→ **Written request**: Copy out, unchanged, the part of the entries that starts with the line containing "subject: black sunglasses" and ends with the line containing "254 65 L 254", including both of those lines. Output only that part.

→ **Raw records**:
#####

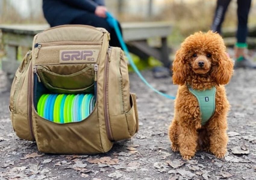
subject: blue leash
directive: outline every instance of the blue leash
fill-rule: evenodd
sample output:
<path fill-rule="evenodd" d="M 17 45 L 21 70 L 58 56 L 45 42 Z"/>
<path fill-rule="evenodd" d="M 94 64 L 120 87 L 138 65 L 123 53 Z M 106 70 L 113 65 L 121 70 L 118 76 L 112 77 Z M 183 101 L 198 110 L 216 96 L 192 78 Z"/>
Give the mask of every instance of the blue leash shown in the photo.
<path fill-rule="evenodd" d="M 163 93 L 155 89 L 145 79 L 144 77 L 141 74 L 140 72 L 139 71 L 134 64 L 134 63 L 133 62 L 132 57 L 129 53 L 129 51 L 128 50 L 128 48 L 127 48 L 127 46 L 126 46 L 126 45 L 124 43 L 123 40 L 123 39 L 122 34 L 121 34 L 120 29 L 118 26 L 117 21 L 110 13 L 107 12 L 106 15 L 107 21 L 110 26 L 114 29 L 116 33 L 117 33 L 118 40 L 119 40 L 120 43 L 121 44 L 121 46 L 123 49 L 123 51 L 128 58 L 128 61 L 129 62 L 130 64 L 132 66 L 134 71 L 139 76 L 139 77 L 146 85 L 156 92 L 168 99 L 170 99 L 173 100 L 175 99 L 175 97 Z"/>

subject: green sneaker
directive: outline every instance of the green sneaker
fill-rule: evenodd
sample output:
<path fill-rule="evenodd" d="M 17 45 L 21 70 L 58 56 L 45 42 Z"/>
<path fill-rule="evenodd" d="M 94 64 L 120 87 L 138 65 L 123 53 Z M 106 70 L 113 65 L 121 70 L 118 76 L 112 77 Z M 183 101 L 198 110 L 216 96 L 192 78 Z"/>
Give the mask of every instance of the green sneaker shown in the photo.
<path fill-rule="evenodd" d="M 235 65 L 234 66 L 234 68 L 242 68 L 249 69 L 256 69 L 256 64 L 253 62 L 251 60 L 244 57 L 240 58 L 239 57 L 236 61 Z"/>

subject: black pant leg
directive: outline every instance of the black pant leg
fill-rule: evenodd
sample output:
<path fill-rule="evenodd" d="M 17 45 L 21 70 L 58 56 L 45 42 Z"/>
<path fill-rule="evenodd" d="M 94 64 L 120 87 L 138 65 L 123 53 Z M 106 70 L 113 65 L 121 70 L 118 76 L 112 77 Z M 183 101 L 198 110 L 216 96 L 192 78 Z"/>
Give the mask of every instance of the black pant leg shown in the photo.
<path fill-rule="evenodd" d="M 248 17 L 251 0 L 237 0 L 238 25 L 236 33 L 237 42 L 245 43 L 248 32 Z"/>
<path fill-rule="evenodd" d="M 121 44 L 117 39 L 114 30 L 109 26 L 105 18 L 98 17 L 92 13 L 85 12 L 83 15 L 75 18 L 71 22 L 70 24 L 88 25 L 96 27 L 105 28 L 110 33 L 109 45 L 111 46 L 121 47 Z M 121 26 L 119 25 L 122 32 Z"/>
<path fill-rule="evenodd" d="M 221 25 L 231 0 L 218 0 L 211 29 L 213 32 L 221 33 Z"/>

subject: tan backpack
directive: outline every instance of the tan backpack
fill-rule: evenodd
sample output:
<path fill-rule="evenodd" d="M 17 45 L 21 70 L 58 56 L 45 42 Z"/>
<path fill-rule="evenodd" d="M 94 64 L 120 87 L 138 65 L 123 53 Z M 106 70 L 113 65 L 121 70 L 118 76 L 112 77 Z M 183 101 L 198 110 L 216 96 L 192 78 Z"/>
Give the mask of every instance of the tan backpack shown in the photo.
<path fill-rule="evenodd" d="M 125 57 L 120 48 L 109 46 L 109 39 L 105 29 L 83 25 L 60 26 L 35 36 L 11 89 L 11 119 L 18 136 L 35 140 L 44 152 L 96 153 L 137 132 L 136 97 L 130 93 Z M 44 93 L 95 91 L 95 107 L 81 121 L 57 123 L 37 113 Z"/>

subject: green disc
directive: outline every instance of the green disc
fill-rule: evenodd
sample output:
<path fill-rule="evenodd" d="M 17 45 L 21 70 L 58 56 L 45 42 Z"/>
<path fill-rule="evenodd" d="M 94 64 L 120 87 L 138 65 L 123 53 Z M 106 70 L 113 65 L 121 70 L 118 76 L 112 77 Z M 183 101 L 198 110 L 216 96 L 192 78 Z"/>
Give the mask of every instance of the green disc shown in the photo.
<path fill-rule="evenodd" d="M 64 123 L 68 122 L 68 101 L 69 100 L 69 99 L 71 96 L 71 94 L 67 95 L 65 100 L 64 109 L 63 109 L 63 111 L 64 111 Z"/>
<path fill-rule="evenodd" d="M 43 101 L 43 99 L 45 97 L 45 96 L 46 96 L 46 94 L 44 94 L 42 95 L 40 98 L 39 98 L 39 100 L 37 103 L 37 113 L 39 116 L 41 116 L 41 106 L 42 106 L 42 101 Z"/>
<path fill-rule="evenodd" d="M 40 114 L 39 115 L 41 117 L 44 117 L 44 111 L 45 109 L 45 101 L 49 95 L 49 94 L 46 94 L 42 101 L 42 104 L 41 105 L 41 110 L 40 110 Z"/>

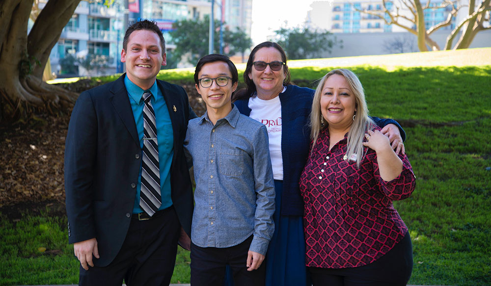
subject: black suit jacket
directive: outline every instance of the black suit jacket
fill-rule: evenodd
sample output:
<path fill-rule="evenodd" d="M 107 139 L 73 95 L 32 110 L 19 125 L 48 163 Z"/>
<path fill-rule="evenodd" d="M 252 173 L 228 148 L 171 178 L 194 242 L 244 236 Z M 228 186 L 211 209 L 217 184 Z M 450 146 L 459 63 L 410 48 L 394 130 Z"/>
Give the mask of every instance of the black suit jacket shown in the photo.
<path fill-rule="evenodd" d="M 95 237 L 107 265 L 123 244 L 131 220 L 142 156 L 123 74 L 82 92 L 75 104 L 65 146 L 65 189 L 70 243 Z M 157 80 L 174 133 L 172 203 L 191 237 L 192 189 L 183 150 L 189 119 L 196 117 L 184 89 Z"/>

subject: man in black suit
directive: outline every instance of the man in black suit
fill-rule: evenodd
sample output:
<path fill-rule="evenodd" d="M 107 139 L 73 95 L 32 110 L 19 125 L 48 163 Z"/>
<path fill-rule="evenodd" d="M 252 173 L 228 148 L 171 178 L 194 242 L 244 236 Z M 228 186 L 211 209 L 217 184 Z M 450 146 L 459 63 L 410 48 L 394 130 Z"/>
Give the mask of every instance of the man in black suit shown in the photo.
<path fill-rule="evenodd" d="M 80 285 L 168 285 L 178 241 L 189 247 L 192 191 L 182 146 L 196 115 L 182 87 L 156 79 L 165 51 L 155 23 L 133 24 L 121 52 L 127 73 L 82 93 L 74 107 L 65 187 Z"/>

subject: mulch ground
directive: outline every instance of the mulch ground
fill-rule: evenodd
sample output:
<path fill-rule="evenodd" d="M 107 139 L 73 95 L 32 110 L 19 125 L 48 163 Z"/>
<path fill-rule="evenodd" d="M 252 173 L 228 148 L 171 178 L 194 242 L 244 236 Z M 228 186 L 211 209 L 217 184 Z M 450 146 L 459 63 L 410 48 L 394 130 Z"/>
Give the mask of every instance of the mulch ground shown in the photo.
<path fill-rule="evenodd" d="M 95 85 L 81 80 L 62 87 L 80 93 Z M 183 86 L 190 105 L 200 116 L 204 105 L 194 85 Z M 50 213 L 64 212 L 63 156 L 70 113 L 0 126 L 0 213 L 15 219 L 47 208 Z"/>
<path fill-rule="evenodd" d="M 47 205 L 64 208 L 63 155 L 69 119 L 45 116 L 0 128 L 0 212 L 13 217 L 45 210 Z"/>

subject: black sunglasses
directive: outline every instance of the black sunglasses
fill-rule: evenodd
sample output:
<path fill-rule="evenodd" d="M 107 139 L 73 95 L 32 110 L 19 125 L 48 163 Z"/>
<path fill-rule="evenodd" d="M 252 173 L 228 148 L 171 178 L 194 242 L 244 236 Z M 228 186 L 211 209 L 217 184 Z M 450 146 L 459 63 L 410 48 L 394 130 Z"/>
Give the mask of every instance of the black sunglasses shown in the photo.
<path fill-rule="evenodd" d="M 254 65 L 254 68 L 256 69 L 256 70 L 258 72 L 265 70 L 268 65 L 270 65 L 270 68 L 271 68 L 272 70 L 277 72 L 281 70 L 281 68 L 283 67 L 283 65 L 286 65 L 286 63 L 277 60 L 272 61 L 270 63 L 267 63 L 263 61 L 258 60 L 253 62 L 252 64 Z"/>

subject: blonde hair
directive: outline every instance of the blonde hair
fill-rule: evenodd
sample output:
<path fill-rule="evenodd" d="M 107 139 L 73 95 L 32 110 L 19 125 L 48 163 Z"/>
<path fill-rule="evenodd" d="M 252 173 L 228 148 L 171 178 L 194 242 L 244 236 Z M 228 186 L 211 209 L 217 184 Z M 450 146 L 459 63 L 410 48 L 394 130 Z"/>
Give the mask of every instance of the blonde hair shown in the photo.
<path fill-rule="evenodd" d="M 327 79 L 332 75 L 342 76 L 346 80 L 350 88 L 355 95 L 356 114 L 355 121 L 348 132 L 348 149 L 345 158 L 351 158 L 354 154 L 356 156 L 356 166 L 359 168 L 361 160 L 365 155 L 363 154 L 362 144 L 365 133 L 367 130 L 371 130 L 375 126 L 375 123 L 368 116 L 368 107 L 365 100 L 365 93 L 358 77 L 354 73 L 345 69 L 333 70 L 327 73 L 319 81 L 319 85 L 315 90 L 314 101 L 312 104 L 312 111 L 310 112 L 310 138 L 313 141 L 313 146 L 317 144 L 319 134 L 325 128 L 327 128 L 328 124 L 326 122 L 324 126 L 321 124 L 321 97 L 324 83 Z"/>

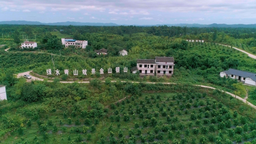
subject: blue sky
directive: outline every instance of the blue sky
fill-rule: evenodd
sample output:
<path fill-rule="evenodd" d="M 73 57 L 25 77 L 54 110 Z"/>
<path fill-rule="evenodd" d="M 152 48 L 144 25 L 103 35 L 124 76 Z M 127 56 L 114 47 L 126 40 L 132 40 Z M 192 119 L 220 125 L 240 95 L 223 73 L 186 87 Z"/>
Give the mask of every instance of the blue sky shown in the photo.
<path fill-rule="evenodd" d="M 252 24 L 256 14 L 252 0 L 0 0 L 0 21 Z"/>

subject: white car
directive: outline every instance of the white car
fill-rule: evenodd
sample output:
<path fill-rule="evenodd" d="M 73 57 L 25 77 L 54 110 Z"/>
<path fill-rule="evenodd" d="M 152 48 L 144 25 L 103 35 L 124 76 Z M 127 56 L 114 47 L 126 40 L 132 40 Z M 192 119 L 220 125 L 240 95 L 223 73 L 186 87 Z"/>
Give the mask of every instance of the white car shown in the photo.
<path fill-rule="evenodd" d="M 31 77 L 31 76 L 29 75 L 28 74 L 24 74 L 23 76 L 23 77 L 24 78 L 26 78 L 27 79 L 31 79 L 32 78 L 32 77 Z"/>

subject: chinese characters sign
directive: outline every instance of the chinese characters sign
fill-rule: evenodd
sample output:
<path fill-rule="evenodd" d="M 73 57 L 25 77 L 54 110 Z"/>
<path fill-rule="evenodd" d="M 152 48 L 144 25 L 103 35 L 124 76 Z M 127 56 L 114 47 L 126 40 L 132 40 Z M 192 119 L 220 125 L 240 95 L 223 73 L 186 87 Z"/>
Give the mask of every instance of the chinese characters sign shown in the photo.
<path fill-rule="evenodd" d="M 109 68 L 107 69 L 108 73 L 112 73 L 112 68 Z M 128 68 L 127 67 L 125 67 L 124 68 L 124 72 L 127 73 L 128 70 Z M 55 71 L 55 75 L 57 76 L 60 75 L 60 70 L 57 69 L 57 70 Z M 87 75 L 87 70 L 86 69 L 83 69 L 82 70 L 82 72 L 83 73 L 83 75 L 84 76 Z M 68 70 L 64 70 L 64 74 L 68 75 L 69 71 Z M 92 71 L 91 71 L 92 73 L 92 74 L 94 74 L 96 73 L 96 71 L 95 70 L 95 68 L 92 68 Z M 71 72 L 72 73 L 72 72 Z M 119 67 L 116 67 L 116 73 L 120 73 L 120 68 Z M 104 74 L 104 70 L 101 68 L 100 70 L 100 74 Z M 47 75 L 52 75 L 52 70 L 51 69 L 46 69 L 46 74 Z M 74 76 L 78 76 L 78 70 L 75 70 L 73 71 L 73 75 Z"/>
<path fill-rule="evenodd" d="M 187 40 L 187 42 L 199 42 L 199 43 L 204 43 L 204 40 L 196 40 L 195 42 L 195 40 Z"/>

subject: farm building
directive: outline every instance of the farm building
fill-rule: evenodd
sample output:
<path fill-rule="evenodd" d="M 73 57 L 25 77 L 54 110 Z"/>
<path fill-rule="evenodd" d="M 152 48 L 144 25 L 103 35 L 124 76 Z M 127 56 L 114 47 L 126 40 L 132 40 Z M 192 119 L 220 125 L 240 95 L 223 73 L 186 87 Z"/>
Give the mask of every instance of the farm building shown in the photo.
<path fill-rule="evenodd" d="M 5 86 L 0 85 L 0 100 L 2 100 L 4 99 L 7 100 Z"/>
<path fill-rule="evenodd" d="M 229 68 L 228 70 L 221 72 L 220 76 L 222 77 L 236 79 L 247 85 L 256 86 L 256 73 Z"/>

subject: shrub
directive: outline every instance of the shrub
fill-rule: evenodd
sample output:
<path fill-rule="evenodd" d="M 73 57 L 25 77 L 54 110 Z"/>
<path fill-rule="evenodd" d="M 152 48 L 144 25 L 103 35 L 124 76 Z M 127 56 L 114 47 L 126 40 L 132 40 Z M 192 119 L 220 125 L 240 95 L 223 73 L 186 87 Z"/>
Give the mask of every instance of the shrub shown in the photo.
<path fill-rule="evenodd" d="M 156 119 L 153 117 L 151 118 L 150 122 L 150 125 L 153 127 L 155 126 L 157 124 L 157 121 L 156 121 Z"/>
<path fill-rule="evenodd" d="M 68 117 L 68 125 L 71 125 L 71 122 L 72 121 L 71 120 L 71 119 L 70 117 Z"/>
<path fill-rule="evenodd" d="M 169 127 L 167 125 L 164 125 L 162 127 L 162 131 L 163 132 L 167 132 L 169 130 Z"/>
<path fill-rule="evenodd" d="M 124 115 L 124 121 L 128 122 L 129 120 L 130 117 L 129 117 L 129 114 L 127 114 Z"/>
<path fill-rule="evenodd" d="M 168 130 L 168 138 L 170 139 L 173 138 L 173 132 L 172 131 Z"/>
<path fill-rule="evenodd" d="M 242 142 L 242 136 L 240 135 L 237 134 L 235 136 L 235 141 L 237 143 L 241 143 Z"/>
<path fill-rule="evenodd" d="M 124 136 L 124 134 L 123 134 L 123 131 L 121 129 L 119 129 L 118 131 L 118 137 L 119 138 L 121 138 Z"/>

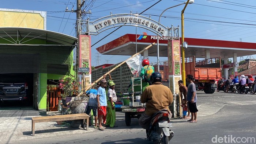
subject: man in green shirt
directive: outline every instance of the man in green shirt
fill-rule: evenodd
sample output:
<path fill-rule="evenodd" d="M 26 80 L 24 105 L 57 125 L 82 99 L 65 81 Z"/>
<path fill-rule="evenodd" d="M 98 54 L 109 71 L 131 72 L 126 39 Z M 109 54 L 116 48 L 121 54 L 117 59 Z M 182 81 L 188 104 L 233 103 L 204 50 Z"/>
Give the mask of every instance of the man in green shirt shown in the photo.
<path fill-rule="evenodd" d="M 140 70 L 140 77 L 144 75 L 144 81 L 147 82 L 149 85 L 152 85 L 150 82 L 150 75 L 155 72 L 155 69 L 152 66 L 149 65 L 149 61 L 147 59 L 144 59 L 142 63 L 142 67 Z"/>

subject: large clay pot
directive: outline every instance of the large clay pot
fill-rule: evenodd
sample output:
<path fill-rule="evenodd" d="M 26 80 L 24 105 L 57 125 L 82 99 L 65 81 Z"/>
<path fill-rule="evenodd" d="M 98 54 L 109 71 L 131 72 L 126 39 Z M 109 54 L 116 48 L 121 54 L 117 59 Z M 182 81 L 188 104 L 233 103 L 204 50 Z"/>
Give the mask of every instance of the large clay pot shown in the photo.
<path fill-rule="evenodd" d="M 61 100 L 62 100 L 62 105 L 64 105 L 65 106 L 67 106 L 68 105 L 67 105 L 67 103 L 66 102 L 66 99 L 65 98 L 62 98 Z"/>
<path fill-rule="evenodd" d="M 79 104 L 80 103 L 80 104 Z M 81 101 L 74 101 L 70 104 L 70 110 L 71 113 L 82 113 L 84 112 L 84 104 Z M 78 128 L 80 125 L 83 127 L 83 120 L 73 120 L 70 124 L 70 126 L 73 128 Z"/>

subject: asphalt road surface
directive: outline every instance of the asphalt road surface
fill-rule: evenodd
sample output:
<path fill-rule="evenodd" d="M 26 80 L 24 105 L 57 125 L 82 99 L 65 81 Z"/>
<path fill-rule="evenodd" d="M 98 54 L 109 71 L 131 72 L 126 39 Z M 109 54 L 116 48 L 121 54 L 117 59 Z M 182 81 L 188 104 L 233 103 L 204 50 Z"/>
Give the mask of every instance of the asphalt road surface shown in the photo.
<path fill-rule="evenodd" d="M 217 92 L 211 95 L 202 92 L 197 92 L 197 105 L 202 111 L 205 110 L 204 114 L 199 114 L 199 112 L 196 123 L 190 123 L 187 120 L 172 120 L 174 136 L 170 143 L 256 143 L 256 94 Z M 213 108 L 208 108 L 208 105 L 213 106 Z M 215 112 L 214 105 L 222 106 Z M 146 139 L 145 131 L 139 125 L 138 119 L 132 118 L 131 125 L 127 126 L 124 113 L 121 111 L 116 113 L 118 128 L 107 128 L 104 131 L 95 129 L 72 135 L 64 133 L 58 137 L 49 137 L 14 143 L 153 143 Z"/>

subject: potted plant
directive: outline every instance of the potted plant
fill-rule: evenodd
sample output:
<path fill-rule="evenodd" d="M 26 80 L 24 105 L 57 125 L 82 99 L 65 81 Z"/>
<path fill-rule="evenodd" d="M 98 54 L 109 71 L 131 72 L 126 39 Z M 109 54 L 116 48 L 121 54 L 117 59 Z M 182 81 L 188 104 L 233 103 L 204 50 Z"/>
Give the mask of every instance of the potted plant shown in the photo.
<path fill-rule="evenodd" d="M 81 83 L 75 81 L 74 76 L 69 75 L 60 78 L 59 85 L 59 88 L 61 90 L 60 96 L 63 105 L 67 106 L 67 103 L 71 100 L 71 97 L 76 96 L 81 92 Z"/>

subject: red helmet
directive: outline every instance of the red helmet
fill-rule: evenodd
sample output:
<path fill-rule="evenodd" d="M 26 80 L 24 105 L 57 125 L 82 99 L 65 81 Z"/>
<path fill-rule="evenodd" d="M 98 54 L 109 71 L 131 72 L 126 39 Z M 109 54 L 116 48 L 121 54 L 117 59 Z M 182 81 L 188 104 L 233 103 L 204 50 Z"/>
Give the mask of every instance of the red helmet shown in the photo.
<path fill-rule="evenodd" d="M 144 59 L 142 63 L 142 66 L 144 66 L 146 65 L 149 65 L 149 61 L 147 59 Z"/>

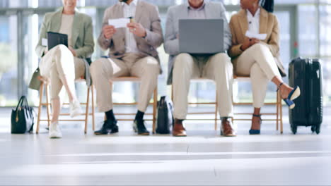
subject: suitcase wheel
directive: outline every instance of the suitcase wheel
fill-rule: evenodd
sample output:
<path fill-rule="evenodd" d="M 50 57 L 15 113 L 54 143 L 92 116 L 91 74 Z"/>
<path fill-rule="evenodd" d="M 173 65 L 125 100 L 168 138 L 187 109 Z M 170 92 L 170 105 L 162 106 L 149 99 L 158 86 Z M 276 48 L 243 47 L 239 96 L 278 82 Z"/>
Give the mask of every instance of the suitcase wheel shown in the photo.
<path fill-rule="evenodd" d="M 320 134 L 320 126 L 311 126 L 311 132 L 316 132 L 316 134 Z"/>
<path fill-rule="evenodd" d="M 316 127 L 316 134 L 319 135 L 320 132 L 320 126 Z"/>
<path fill-rule="evenodd" d="M 316 131 L 315 126 L 311 126 L 311 132 L 315 132 L 315 131 Z"/>
<path fill-rule="evenodd" d="M 297 126 L 291 125 L 291 130 L 292 130 L 293 134 L 296 134 L 297 129 Z"/>

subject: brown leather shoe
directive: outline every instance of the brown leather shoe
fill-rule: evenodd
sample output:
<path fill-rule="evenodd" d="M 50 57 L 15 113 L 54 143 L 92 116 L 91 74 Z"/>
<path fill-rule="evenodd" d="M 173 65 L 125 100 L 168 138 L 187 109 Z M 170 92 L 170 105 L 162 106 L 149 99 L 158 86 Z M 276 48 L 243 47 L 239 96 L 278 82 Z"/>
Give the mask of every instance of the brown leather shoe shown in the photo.
<path fill-rule="evenodd" d="M 186 130 L 182 125 L 182 120 L 175 119 L 175 124 L 173 127 L 173 136 L 186 137 Z"/>
<path fill-rule="evenodd" d="M 233 128 L 231 118 L 223 118 L 222 125 L 221 126 L 221 135 L 224 137 L 236 137 L 237 136 L 236 130 Z"/>

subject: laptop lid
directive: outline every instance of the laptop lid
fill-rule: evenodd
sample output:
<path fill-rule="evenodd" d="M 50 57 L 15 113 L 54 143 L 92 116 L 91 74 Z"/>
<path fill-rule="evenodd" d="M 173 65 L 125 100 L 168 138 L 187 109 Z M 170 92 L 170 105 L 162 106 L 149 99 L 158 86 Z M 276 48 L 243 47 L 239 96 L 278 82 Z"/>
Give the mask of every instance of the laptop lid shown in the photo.
<path fill-rule="evenodd" d="M 211 54 L 224 51 L 223 19 L 179 20 L 180 52 Z"/>
<path fill-rule="evenodd" d="M 68 47 L 68 35 L 57 32 L 47 32 L 48 50 L 59 45 L 64 44 Z"/>

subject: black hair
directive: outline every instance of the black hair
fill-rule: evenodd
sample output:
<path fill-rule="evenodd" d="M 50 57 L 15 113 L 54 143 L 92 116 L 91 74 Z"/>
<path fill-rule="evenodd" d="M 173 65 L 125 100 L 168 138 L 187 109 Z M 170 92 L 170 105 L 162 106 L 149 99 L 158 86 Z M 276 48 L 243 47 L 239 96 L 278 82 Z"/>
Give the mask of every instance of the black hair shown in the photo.
<path fill-rule="evenodd" d="M 274 0 L 260 0 L 261 6 L 267 12 L 274 12 Z"/>

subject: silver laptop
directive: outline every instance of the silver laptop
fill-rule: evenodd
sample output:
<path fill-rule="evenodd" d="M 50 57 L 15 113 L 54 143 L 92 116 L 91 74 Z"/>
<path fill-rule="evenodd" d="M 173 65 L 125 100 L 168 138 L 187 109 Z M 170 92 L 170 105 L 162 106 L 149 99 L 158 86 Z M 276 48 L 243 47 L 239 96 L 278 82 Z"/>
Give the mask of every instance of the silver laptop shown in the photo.
<path fill-rule="evenodd" d="M 223 19 L 179 20 L 180 53 L 211 54 L 224 51 Z"/>

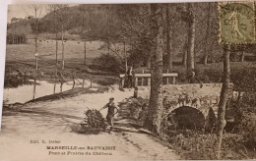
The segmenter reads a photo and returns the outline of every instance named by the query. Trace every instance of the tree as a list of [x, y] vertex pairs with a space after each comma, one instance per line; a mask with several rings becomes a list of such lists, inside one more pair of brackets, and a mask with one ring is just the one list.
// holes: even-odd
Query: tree
[[54, 33], [55, 33], [55, 41], [56, 41], [56, 48], [55, 48], [55, 56], [56, 56], [56, 75], [57, 75], [57, 66], [58, 66], [58, 18], [57, 18], [57, 10], [58, 10], [58, 5], [48, 5], [47, 10], [50, 13], [53, 13], [54, 15], [54, 23], [53, 23], [53, 27], [54, 27]]
[[40, 5], [32, 5], [32, 8], [34, 12], [34, 19], [35, 19], [35, 37], [34, 37], [34, 57], [35, 57], [35, 69], [38, 69], [38, 49], [37, 49], [37, 36], [38, 36], [38, 17], [39, 17], [39, 11], [42, 10], [42, 6]]
[[61, 5], [57, 5], [58, 10], [60, 10], [60, 23], [61, 23], [61, 47], [62, 47], [62, 70], [64, 70], [65, 67], [65, 60], [64, 60], [64, 16], [63, 16], [63, 12], [64, 9], [67, 8], [68, 5], [67, 4], [61, 4]]
[[221, 98], [218, 109], [218, 152], [217, 157], [221, 159], [221, 149], [223, 142], [223, 134], [225, 127], [225, 106], [229, 95], [229, 78], [230, 78], [230, 65], [229, 65], [230, 45], [224, 47], [224, 79], [223, 87], [221, 91]]
[[151, 4], [152, 80], [148, 117], [144, 127], [160, 134], [162, 115], [162, 5]]
[[187, 4], [188, 11], [188, 50], [187, 50], [187, 72], [195, 69], [195, 14], [192, 10], [192, 3]]
[[167, 69], [172, 69], [173, 52], [171, 51], [171, 33], [172, 33], [172, 21], [170, 15], [170, 4], [166, 6], [166, 22], [167, 22], [167, 41], [166, 41], [166, 52], [167, 52]]

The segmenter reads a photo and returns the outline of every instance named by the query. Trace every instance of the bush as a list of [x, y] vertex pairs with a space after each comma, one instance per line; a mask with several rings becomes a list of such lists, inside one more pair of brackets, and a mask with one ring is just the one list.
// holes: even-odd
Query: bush
[[102, 71], [114, 73], [124, 72], [121, 62], [113, 55], [102, 54], [95, 60], [95, 63], [97, 64], [98, 68]]

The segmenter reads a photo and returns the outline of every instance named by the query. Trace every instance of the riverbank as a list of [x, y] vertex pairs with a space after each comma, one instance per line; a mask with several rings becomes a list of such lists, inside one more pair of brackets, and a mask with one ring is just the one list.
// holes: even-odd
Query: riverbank
[[[73, 92], [80, 91], [75, 89]], [[69, 91], [70, 92], [70, 91]], [[27, 103], [22, 111], [6, 111], [2, 118], [0, 134], [0, 150], [3, 159], [8, 160], [66, 160], [104, 159], [104, 160], [170, 160], [179, 159], [172, 149], [154, 138], [149, 134], [142, 133], [133, 121], [120, 118], [115, 121], [112, 134], [83, 134], [74, 129], [85, 117], [87, 107], [99, 109], [114, 97], [120, 106], [126, 98], [133, 96], [133, 90], [118, 89], [104, 92], [79, 93], [74, 97], [63, 97], [51, 101], [34, 101]], [[107, 110], [101, 111], [106, 116]], [[32, 140], [39, 143], [31, 143]], [[44, 140], [45, 143], [41, 143]], [[49, 143], [49, 140], [53, 143]], [[59, 143], [56, 143], [59, 142]], [[47, 146], [76, 146], [76, 150], [46, 149]], [[114, 150], [98, 150], [94, 147], [114, 147]], [[90, 148], [88, 148], [90, 147]], [[92, 148], [91, 148], [92, 147]], [[15, 151], [15, 155], [12, 153]], [[49, 153], [51, 151], [52, 153]], [[68, 151], [74, 155], [58, 155]], [[32, 155], [31, 152], [36, 155]], [[80, 153], [83, 155], [77, 155]], [[84, 155], [88, 154], [88, 155]], [[104, 155], [103, 155], [104, 154]], [[108, 154], [108, 155], [106, 155]]]

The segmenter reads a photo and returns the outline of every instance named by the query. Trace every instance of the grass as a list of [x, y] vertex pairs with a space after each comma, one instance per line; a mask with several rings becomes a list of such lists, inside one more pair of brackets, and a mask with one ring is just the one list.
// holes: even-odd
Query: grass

#####

→ **Answer to this exercise**:
subject: black sunglasses
directive: outline every instance of the black sunglasses
fill-rule: evenodd
sample output:
<path fill-rule="evenodd" d="M 107 139 L 73 95 L 32 110 L 19 125 L 48 163 Z"/>
<path fill-rule="evenodd" d="M 252 173 L 228 148 L 171 178 L 194 242 L 244 236 Z M 228 186 L 211 209 L 217 184 Z M 450 146 L 459 63 L 410 48 L 394 130 Z"/>
Give the mask of every instance of the black sunglasses shown in the photo.
<path fill-rule="evenodd" d="M 254 65 L 254 68 L 256 69 L 256 70 L 258 72 L 265 70 L 268 65 L 270 65 L 270 68 L 271 68 L 272 70 L 277 72 L 281 70 L 281 68 L 283 67 L 283 65 L 286 65 L 286 63 L 277 60 L 272 61 L 270 63 L 267 63 L 263 61 L 258 60 L 253 62 L 252 64 Z"/>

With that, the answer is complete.